#### [Work request 1]
Quote the article on Mrs Rivers-Bulkeley, giving everything from "Mrs Rivers-Bulkeley was both" down to "London Stock Exchange.".
#### [Work request 2]
Decide whether each statement below agrees with the article on Mrs Rivers-Bulkeley. Answer yes or no for each, and quote the words of the article that settle it.
(a) The London Stock Exchange blamed a lack of "facilities" for women members when it turned down applications by women.
(b) Mrs Rivers-Bulkeley flew to Zurich alone.
(c) The Dignitas flat in Zurich had two rooms besides the kitchen.
#### [Work request 3]
Proceed with the article on Mrs Rivers-Bulkeley, starting after its final sentence.

Mrs Rivers-Bulkeley was both part of the establishment, and a renegade, as best demonstrated by her tenacious fight to get women a place in the London Stock Exchange.
In the 1950s, the Financial Times noted her name "struck fear into the hearts of every London broker determined to keep Throgmorton Street an all-male province".
The exchange had always turned down applications by women, blaming its lack of "facilities" for women members. Officials also objected to Mrs Rivers-Bulkeley's foreign roots and the risky nature of her husband's occupation.
But by 1973, the dam was breached and, now a partner with brokers Capel-Cure, Garden & Co, she became one of the first 10 women elected as members.
In retirement, the couple moved back to Scotland. She and her husband, now 92, had lived for eight years in a secluded home near Aberlady in East Lothian, within the grounds of the famous Gosford House, the ancestral home of the Earls of Wemyss and March which was designed by Scottish architect Robert Adam.
The exact nature of Mrs Rivers-Bulkeley's final illness is not known but friends said she had been given less than six months to live.
She was, one said, "determined to be in control". As a member and regular supporter of Friends-at-the-end (Fate), the Scottish-based charity which promotes assisted suicide, Mrs Rivers-Bulkeley was given advice and support in her arrangements to visit the Dignitas clinic in Switzerland, founded by Ludwig Minelli.
She had spent months collating the appropriate documents required by the clinic, including an original birth certificate from Vienna and two independent medical reports on her terminal condition. Before flying to Zurich, her husband moved into a nursing home and she shut up their house.
She wanted to go to the clinic alone but was persuaded to take a close family friend. The two flew to Zurich, where a doctor checked the validity of her medical records.
Like the estimated 60 other people from the UK who have chosen to die at Dignitas, Mrs Rivers-Bulkeley went to the spartan flat in Zurich to be greeted by a member of staff. The flat has one room and a kitchen, with a bed, some pictures, and a coffee table.
Staff then checked if she was certain she wanted to go ahead. Some 30 minutes before taking the lethal substance, she was given a solution to settle her stomach.

#### [Dataset entries]

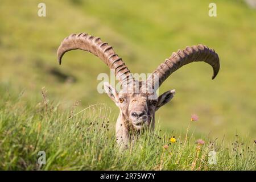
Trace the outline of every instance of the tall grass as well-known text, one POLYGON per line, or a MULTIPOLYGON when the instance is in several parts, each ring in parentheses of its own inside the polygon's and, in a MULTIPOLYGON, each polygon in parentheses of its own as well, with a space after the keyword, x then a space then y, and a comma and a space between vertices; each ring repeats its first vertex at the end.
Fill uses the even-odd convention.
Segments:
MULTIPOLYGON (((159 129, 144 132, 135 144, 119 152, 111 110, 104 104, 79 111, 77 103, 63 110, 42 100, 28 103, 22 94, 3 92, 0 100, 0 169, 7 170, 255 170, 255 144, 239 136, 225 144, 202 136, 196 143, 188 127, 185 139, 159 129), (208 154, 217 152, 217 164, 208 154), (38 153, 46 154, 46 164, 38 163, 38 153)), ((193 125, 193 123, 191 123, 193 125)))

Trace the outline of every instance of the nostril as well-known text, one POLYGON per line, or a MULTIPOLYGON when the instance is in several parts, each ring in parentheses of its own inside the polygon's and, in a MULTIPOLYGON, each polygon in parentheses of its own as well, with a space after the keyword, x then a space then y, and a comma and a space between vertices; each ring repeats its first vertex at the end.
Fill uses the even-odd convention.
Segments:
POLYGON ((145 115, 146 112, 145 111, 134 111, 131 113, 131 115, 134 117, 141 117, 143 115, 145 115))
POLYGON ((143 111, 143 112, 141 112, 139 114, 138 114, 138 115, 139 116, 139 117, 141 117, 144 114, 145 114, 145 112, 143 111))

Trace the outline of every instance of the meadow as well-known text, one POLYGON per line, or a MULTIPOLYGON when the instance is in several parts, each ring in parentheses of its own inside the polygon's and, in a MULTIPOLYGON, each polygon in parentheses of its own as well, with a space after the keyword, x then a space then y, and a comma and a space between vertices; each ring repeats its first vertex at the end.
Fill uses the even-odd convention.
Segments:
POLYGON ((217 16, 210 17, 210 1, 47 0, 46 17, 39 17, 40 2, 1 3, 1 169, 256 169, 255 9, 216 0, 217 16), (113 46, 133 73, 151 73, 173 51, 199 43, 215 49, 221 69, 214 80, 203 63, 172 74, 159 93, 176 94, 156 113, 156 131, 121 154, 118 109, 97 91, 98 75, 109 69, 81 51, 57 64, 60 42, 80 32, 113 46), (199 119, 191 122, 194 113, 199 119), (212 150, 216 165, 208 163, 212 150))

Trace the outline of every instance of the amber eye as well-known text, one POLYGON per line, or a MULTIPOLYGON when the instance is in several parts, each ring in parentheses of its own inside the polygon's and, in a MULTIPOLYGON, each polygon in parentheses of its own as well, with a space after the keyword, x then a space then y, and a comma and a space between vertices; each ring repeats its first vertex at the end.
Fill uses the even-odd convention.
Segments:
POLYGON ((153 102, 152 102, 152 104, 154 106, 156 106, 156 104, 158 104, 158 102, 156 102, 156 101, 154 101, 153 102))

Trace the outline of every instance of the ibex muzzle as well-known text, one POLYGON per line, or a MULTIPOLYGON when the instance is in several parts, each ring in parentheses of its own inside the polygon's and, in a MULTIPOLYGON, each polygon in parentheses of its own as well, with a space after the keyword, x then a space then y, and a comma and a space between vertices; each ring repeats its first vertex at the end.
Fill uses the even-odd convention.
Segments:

#### [Exercise response 1]
Mrs Rivers-Bulkeley was both part of the establishment, and a renegade, as best demonstrated by her tenacious fight to get women a place in the London Stock Exchange.

#### [Exercise response 2]
(a) Yes: "The exchange had always turned down applications by women, blaming its lack of "facilities" for women members."
(b) No: "She wanted to go to the clinic alone but was persuaded to take a close family friend. The two flew to Zurich"
(c) No: "The flat has one room and a kitchen"

#### [Exercise response 3]
Patients feel drowsy within two minutes of swallowing a dose of barbiturates. Within five minutes, people usually fall unconscious and, within 15 minutes, they are dead, according to those who have been with them at the end.
Mrs Rivers-Bulkeley may be in a small minority of Britons to opt for assisted suicide but the latest British Social Attitudes Survey released last month found 80% supported voluntary euthanasia for "a person with an incurable and painful illness, from which they will die, for example someone dying of cancer".
However, Dr Andrew Fergusson, head of communications at the Christian Medical Fellowship, believes legalising euthanasia would wrongly pressure people into ending their own lives.
"The whole compassion argument of people suffering from and wanting to end painful illness is undermined by major improvements in palliative care and the hospice movement," he said.
"The views in the social attitudes survey have not changed in the past 30 years. A survey by Care Not Killing asked whether elderly and sick people would feel vulnerable to pressure to request euthanasia and between 60% and 70% said they would."
Forms of assisted dying have been made legal in the Netherlands, Belgium and in Oregon in the US, but all attempts at both Westminster and Holyrood to change the law have failed.
A number of high-profile cases in recent years have reignited the public debate on euthanasia, including that of Diane Pretty, a motor neurone disease sufferer who took her case to the European Court of Human Rights and lost.
Elisabeth Rivers-Bulkeley directed her death as single-mindedly as she lived her life. The question remains what impact her decision will have on other people's lives - and deaths.